WRITTEN REQUEST
Pick out and copy every line of the items below that contains the string "gray".

EXERCISE DATA
========

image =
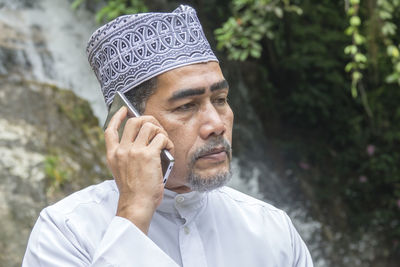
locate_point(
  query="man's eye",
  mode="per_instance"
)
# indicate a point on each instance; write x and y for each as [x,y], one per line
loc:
[186,107]
[221,100]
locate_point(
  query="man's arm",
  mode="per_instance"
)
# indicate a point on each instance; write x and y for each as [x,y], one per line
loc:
[54,243]
[136,165]
[301,255]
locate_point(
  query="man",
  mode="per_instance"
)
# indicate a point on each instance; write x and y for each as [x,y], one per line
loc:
[165,66]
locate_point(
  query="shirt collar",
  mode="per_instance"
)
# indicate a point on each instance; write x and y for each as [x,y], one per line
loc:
[186,205]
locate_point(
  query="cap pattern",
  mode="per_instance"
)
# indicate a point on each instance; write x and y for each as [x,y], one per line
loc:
[134,48]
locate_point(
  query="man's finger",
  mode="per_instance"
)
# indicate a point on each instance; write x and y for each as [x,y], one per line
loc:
[111,133]
[147,133]
[160,142]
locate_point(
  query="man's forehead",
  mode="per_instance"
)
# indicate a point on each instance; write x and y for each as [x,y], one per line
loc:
[196,77]
[189,92]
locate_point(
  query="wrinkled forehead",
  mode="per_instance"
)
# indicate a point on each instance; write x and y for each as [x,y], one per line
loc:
[195,79]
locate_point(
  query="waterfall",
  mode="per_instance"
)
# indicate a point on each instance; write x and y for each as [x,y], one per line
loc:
[45,41]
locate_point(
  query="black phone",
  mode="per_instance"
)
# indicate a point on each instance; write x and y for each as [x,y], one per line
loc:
[120,100]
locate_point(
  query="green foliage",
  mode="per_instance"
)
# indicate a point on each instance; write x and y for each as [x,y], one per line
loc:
[309,55]
[359,60]
[349,143]
[115,8]
[252,21]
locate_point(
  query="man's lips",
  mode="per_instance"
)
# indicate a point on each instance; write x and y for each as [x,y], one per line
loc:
[218,154]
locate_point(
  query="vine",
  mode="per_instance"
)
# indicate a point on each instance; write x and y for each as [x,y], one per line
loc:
[358,59]
[385,10]
[252,20]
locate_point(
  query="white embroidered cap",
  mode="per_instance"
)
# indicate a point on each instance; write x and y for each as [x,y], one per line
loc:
[132,49]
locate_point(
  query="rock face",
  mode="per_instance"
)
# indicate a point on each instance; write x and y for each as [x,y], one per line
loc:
[50,146]
[50,141]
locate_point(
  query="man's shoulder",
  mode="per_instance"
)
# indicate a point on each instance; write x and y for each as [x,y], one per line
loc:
[244,200]
[97,196]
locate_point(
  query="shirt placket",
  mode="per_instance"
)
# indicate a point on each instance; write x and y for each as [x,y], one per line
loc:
[190,243]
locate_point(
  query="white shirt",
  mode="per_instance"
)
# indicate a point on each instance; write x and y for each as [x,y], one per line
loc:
[215,229]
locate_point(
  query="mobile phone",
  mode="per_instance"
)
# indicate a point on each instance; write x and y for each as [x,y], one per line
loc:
[120,100]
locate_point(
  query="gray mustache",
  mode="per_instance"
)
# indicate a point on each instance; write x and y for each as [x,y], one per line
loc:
[210,146]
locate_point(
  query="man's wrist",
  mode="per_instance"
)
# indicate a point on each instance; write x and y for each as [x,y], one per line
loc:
[140,214]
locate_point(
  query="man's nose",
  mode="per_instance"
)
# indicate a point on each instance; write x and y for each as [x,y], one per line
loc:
[211,122]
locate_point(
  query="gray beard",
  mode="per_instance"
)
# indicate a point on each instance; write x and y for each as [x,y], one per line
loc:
[203,184]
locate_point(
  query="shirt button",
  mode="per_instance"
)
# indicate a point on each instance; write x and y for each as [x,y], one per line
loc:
[180,199]
[186,230]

========

RESPONSE BELOW
  query="gray mustache",
  query="gray beard",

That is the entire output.